## Text
September 24, 1997
United Artists Theatre Circuit, Inc.
0000 Xxxx Xxxxxxx Xxxxxx
Xxxxx 000
Xxxxxxxxx, XX 00000
Attention: Xxxx X. Xxxx
Fondo Optima, S.A. de C.V.
c/o Cinemas United Artists
Camino A. Santa Xxxxxx No. 1040, 8 Piso
Col. Jardines en la Montana
Delegacion Xxxxxxx
00000 Xxxxxx, D.F.
Attention: Ing. Xxxxxx Xxxxxxx
Amendment No. 1 to Stock Purchase Agreement
Gentlemen:
Reference is made to the Stock Purchase Agreement,
dated as of July 25, 1997, by and among General Cinema
International, Inc., United Artists Theatre Circuit,
Inc., Fondo Optima, S.A. de C.V. and others (the
"Agreement"). Capitalized terms used herein, unless
otherwise defined herein, shall have the meaning given
them in the Agreement.
By our letter dated July 25, 1997 (the "July 25
Letter"), we provided notice of objection under Section
7.4 and Schedule 7.4 of the Agreement with respect to
certain matters. We also refer to our letter dated
August 8, 1997 (the "August 8 Letter"), in which we have
raised certain concerns in connection with certain other
matters.
This confirms the Parties' agreement as follows:
1. Pursuant to Section 7.4 of the Agreement and
notwithstanding our having sent the July 25 Letter and
the August 8 Letter, the Parties ratify and confirm in
all respects the continued effectiveness of the
Agreement, as amended hereby.
2. Section 3.1 of the Agreement "Time and Place of
Closing" be amended and restated in its entirety as
follows:
"3.1 Time and Place of Closing. Upon the
terms of, and subject to the satisfaction (or waiver
pursuant to Section 14.9 hereof) of the conditions
contained in this Agreement, the closing (the "Closing")
of the transactions contemplated by this Agreement (1)
relating to the Mexican Shares will take place at the
offices of White & Case, S.C., Torre Optima, Xxxxx xx xx
Xxxxxx 000-0 Xxxx, Xxx. Xxxxx xx Xxxxxxxxxxx, 00000
Xxxxxx, D.F.; (2) relating to the CUAA Shares will take
place at the offices of Xxxxx Xx Xxxx & Xxxxx Xx Xxxx,
Xxxxxx Xxxxxx De Justo, Xxxx 000, Xxxxxx Xxxxxx, 0000 -
Xxxxxx Xxxxx, Xxxxxxxxx; and (3) in all other respects at
the offices of Skadden, Arps, Slate, Xxxxxxx & Xxxx LLP
at 000 Xxxxx Xxxxxx, Xxx Xxxx, XX, or at such other place
as the parties may mutually agree, simultaneously on
September 26, 1997 (the "Closing Date")."
3. The Parties hereby agree that all references in
the Agreement to August 22, 1997 or to the "Closing Date"

## Material shown
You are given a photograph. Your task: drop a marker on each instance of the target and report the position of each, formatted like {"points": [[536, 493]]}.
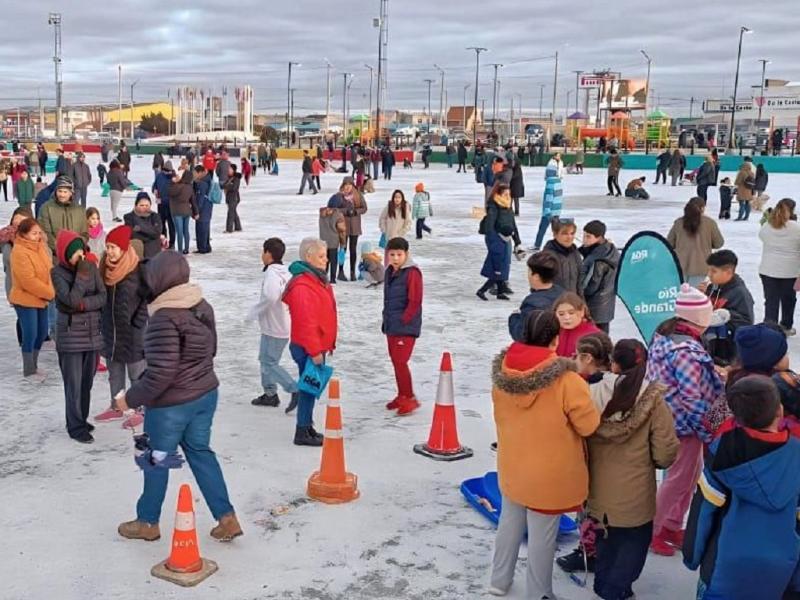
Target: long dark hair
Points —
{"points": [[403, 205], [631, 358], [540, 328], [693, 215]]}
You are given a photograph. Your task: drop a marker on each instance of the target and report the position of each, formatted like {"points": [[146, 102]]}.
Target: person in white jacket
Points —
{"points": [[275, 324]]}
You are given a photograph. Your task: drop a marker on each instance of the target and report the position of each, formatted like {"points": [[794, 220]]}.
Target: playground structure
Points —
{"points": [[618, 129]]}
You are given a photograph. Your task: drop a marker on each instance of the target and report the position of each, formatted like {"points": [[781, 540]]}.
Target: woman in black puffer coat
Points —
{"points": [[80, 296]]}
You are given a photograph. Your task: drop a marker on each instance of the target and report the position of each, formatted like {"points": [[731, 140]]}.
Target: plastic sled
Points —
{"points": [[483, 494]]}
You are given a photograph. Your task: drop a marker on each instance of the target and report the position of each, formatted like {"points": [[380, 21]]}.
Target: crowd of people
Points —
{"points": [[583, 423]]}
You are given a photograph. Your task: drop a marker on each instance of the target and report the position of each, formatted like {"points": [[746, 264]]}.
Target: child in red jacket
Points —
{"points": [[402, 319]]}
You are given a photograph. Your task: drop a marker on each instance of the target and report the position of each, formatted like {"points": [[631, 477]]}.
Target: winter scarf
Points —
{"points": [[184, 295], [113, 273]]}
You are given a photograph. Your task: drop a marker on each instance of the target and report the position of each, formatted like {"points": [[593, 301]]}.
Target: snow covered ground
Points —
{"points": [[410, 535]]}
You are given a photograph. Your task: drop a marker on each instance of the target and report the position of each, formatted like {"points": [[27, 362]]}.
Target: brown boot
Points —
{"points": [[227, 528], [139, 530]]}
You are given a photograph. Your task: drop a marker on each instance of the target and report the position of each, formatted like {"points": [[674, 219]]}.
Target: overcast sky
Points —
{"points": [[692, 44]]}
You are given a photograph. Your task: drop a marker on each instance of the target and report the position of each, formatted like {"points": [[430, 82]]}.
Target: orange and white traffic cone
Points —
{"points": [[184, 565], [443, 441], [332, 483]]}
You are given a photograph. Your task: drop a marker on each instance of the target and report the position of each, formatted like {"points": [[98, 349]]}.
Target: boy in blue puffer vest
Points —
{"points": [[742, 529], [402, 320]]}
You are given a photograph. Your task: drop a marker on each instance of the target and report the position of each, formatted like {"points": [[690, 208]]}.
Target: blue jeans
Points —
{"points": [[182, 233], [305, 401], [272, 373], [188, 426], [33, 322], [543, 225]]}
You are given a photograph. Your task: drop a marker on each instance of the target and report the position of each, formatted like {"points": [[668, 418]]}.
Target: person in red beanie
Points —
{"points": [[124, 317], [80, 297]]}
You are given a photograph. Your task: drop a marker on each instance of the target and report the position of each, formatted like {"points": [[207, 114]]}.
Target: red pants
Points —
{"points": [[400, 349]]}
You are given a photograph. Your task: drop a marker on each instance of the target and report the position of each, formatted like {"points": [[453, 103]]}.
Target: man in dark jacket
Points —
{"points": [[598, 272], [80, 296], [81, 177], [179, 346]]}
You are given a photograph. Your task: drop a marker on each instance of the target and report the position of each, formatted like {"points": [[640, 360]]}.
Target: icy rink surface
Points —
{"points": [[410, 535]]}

...

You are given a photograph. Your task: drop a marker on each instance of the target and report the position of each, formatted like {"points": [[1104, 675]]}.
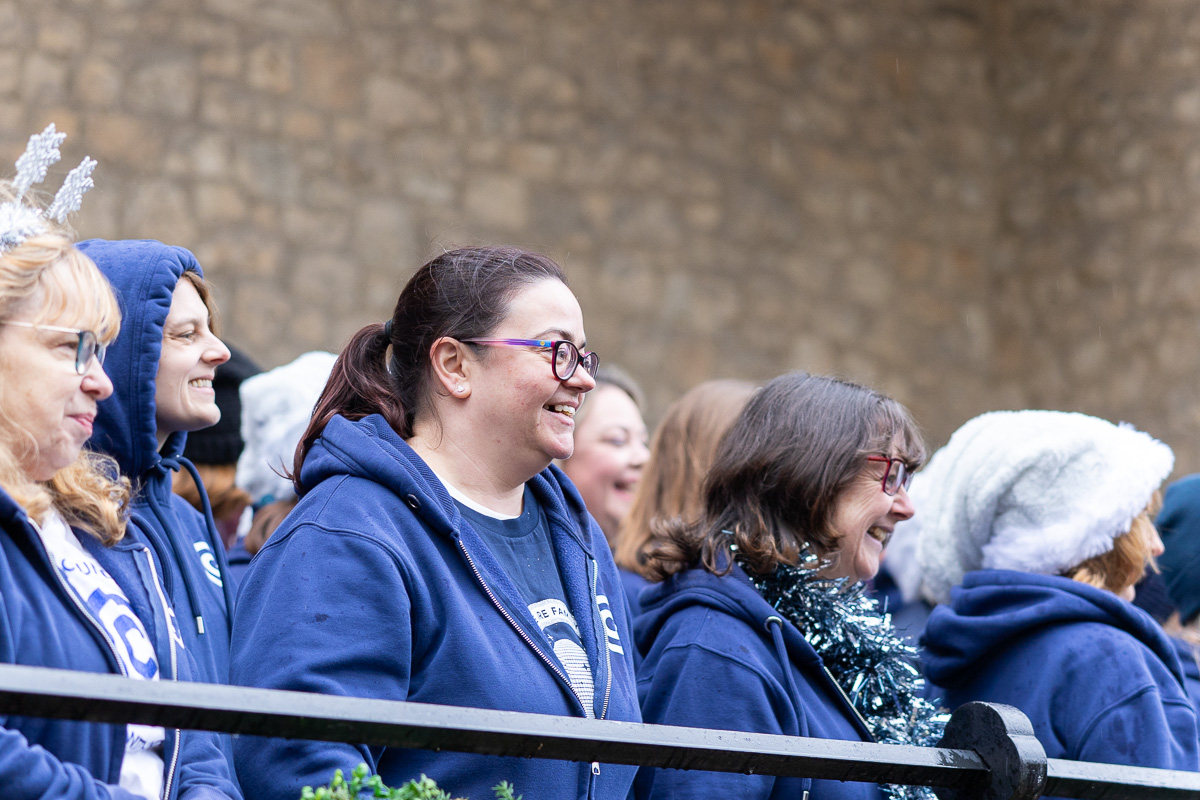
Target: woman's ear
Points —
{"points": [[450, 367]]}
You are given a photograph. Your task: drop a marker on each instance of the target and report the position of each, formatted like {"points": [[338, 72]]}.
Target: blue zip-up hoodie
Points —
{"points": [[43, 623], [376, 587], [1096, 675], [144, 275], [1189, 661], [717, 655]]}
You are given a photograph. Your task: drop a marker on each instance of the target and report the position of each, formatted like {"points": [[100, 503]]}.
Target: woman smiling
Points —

## Given exercise 1
In the amendment letter, on what date will the Closing take place?
## Given exercise 2
Extend the stock purchase amendment letter from the point where it stops.

## Task answer 1
September 26, 1997.

## Task answer 2
shall in each case be deemed to be references to
September 26, 1997.
4. Pursuant to Section 14.1(b) of the Agreement,
the Parties hereby agree and confirm that they shall
treat the Agreement as relating to the sale of the CUAA
Shares and the Mexican Shares only and to close such
sales, subject to the terms and conditions of the
Agreement as amended hereby, without regard to the
provisions of the Agreement relating to the UATC Shares.
5. References to "October 31, 1997" in Section
12.1 of the Agreement are hereby amended to "December 31,
1997."
6. Schedule 6.1(c) is hereby amended as attached.
7. Pursuant to Section 2.3 of the Agreement, the
Buyer has elected to acquire from UA Mexico the accounts
receivable owned by UA Mexico and due from Cinemas, and
in connection therewith, UA agrees that it shall cause UA
Mexico to execute and deliver any and all documents
necessary to effectuate such transfer; provided, however,
that UA Mexico shall and hereby does retain for itself an
amount of such receivable equal to fifty percent (50%) of
the Cinemas VAT Intercompany Receivable, which UA
acknowledges shall be payable only to the extent of fifty
percent (50%) of the Construction Program VAT Refund as
such amount is paid to Cinemas.
8. The Parties hereby agree that the purchase
price for the CUAA Shares shall be adjusted as provided
in Schedule 8 attached hereto.
Your agreement and acceptance of the foregoing is
signified by your signatures below. Please sign and
return to us one of the enclosed copies of this letter
(as well as the attached confirmation of guarantees,
where appropriate), which shall thereupon become a
binding Amendment No. 1 to the Agreement.
Very truly yours,
UNITED ARTISTS THEATRE GENERAL CINEMA
CIRCUIT, INC. INTERNATIONAL, INC.
By: /s/ R.E. Hardy By: /s/ G. Xxxx Xxxxxxx
Name: R.E. Hardy Name: G. Xxxx Xxxxxxx
Title: Executive Vice Title: VP and Chief
President Financial Officer
UA MEXICO HOLDINGS, S.A. UATC EUROPE B.V.
DE C.V.
By: /s/ R.E. Hardy By: /s/ R.E. Hardy
Name: R.E. Hardy Name: R.E. Hardy
Title: Title: Director
FONDO OPTIMA, S.A. de C.V.
By: /s/ Xxxxxx Xxxxxxx Xxxxxx
Name: Xxxxxx Xxxxxxx Xxxxxx
Title: Director
The undersigned consents to the attached Amendment
No. 1 to the Agreement (as amended) and hereby ratifies
and confirms its (1) guarantee of the performance of all
the obligations of General Cinema International, Inc.
under the Agreement (as amended), (2) agreement to be
bound as if it were a Party by the dispute resolution and
arbitration provisions set forth in Section 14.2 of the
Agreement, and (3) representations and warranties to the
Shareholders as to itself as are contained in Sections
5.1, 5.2 and 5.3 of the Agreement.
GC COMPANIES, INC.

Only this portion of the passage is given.